:: Given information ::

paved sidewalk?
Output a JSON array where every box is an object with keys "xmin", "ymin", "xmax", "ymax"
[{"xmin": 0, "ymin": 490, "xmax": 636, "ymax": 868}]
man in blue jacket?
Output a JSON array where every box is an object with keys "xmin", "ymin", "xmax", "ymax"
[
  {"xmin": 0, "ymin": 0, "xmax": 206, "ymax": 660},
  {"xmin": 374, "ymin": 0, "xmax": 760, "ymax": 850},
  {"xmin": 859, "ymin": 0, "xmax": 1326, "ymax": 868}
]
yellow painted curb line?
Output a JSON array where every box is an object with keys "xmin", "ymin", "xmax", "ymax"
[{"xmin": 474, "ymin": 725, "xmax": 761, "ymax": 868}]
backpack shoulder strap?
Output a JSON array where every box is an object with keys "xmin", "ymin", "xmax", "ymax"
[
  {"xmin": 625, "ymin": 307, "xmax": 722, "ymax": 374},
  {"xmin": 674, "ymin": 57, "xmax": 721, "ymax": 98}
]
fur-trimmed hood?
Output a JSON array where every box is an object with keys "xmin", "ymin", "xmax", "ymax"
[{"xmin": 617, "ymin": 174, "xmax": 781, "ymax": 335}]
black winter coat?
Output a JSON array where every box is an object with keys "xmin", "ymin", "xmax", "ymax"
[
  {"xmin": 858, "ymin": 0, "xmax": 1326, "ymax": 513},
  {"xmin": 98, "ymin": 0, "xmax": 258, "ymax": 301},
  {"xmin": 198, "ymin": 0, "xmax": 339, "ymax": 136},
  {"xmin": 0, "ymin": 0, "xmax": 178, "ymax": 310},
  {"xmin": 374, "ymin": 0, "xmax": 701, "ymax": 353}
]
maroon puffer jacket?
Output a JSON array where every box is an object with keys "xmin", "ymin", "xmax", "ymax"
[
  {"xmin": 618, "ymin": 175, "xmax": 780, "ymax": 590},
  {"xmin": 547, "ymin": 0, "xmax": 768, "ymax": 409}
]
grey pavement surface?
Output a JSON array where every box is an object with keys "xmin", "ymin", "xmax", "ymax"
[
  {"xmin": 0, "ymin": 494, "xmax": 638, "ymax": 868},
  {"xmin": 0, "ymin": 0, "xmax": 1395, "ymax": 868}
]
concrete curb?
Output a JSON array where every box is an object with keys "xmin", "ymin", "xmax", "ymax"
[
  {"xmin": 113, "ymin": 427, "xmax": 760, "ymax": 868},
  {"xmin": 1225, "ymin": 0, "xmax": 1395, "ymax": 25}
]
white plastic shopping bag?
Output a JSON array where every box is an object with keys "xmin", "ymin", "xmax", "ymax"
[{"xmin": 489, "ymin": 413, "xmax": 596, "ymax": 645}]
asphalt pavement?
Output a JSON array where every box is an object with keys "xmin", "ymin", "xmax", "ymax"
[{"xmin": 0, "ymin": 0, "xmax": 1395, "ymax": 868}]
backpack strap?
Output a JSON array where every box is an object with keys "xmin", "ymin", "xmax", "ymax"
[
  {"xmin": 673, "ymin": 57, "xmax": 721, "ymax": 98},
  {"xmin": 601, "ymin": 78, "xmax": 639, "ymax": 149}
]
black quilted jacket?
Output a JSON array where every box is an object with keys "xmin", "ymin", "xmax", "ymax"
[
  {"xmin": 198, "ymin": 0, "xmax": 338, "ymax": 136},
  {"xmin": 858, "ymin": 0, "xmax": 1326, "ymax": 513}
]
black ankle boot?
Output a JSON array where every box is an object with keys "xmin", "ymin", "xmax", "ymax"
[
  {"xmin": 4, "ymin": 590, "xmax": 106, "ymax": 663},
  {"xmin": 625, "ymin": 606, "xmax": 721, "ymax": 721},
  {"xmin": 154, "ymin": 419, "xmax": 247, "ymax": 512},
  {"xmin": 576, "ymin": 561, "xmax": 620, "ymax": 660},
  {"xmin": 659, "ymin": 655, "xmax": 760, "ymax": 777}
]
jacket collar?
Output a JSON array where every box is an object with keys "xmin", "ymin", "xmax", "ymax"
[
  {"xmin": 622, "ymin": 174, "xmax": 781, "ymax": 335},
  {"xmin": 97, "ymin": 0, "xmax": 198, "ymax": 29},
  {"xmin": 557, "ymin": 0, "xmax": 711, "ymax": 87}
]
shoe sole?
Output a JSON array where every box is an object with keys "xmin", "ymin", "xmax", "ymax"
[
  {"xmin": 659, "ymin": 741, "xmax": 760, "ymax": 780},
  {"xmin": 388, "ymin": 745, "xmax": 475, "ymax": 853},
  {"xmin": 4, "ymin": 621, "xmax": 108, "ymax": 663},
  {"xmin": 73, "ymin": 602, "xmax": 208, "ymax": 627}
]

:::

Work instructions –
Write out again, unchanged, every line from the one containing "black ankle boot?" through the last line of the records above.

Result of this task –
black ankle boot?
Output a JSON array where every box is an object with keys "xmin", "ymin", "xmax", "ymax"
[
  {"xmin": 4, "ymin": 590, "xmax": 106, "ymax": 663},
  {"xmin": 625, "ymin": 606, "xmax": 721, "ymax": 721},
  {"xmin": 154, "ymin": 419, "xmax": 247, "ymax": 512},
  {"xmin": 576, "ymin": 561, "xmax": 620, "ymax": 660},
  {"xmin": 659, "ymin": 655, "xmax": 760, "ymax": 777}
]
jacket collar?
Output a JSON array where every box is an object with keys "xmin", "ymin", "xmax", "ymax"
[
  {"xmin": 622, "ymin": 174, "xmax": 781, "ymax": 335},
  {"xmin": 97, "ymin": 0, "xmax": 198, "ymax": 29},
  {"xmin": 557, "ymin": 0, "xmax": 711, "ymax": 87}
]
shoe sole?
Output a JSON array where every box is an object with keys "xmin", "ymin", "xmax", "ymax"
[
  {"xmin": 659, "ymin": 741, "xmax": 760, "ymax": 780},
  {"xmin": 388, "ymin": 745, "xmax": 475, "ymax": 853},
  {"xmin": 4, "ymin": 621, "xmax": 108, "ymax": 663},
  {"xmin": 73, "ymin": 602, "xmax": 208, "ymax": 627}
]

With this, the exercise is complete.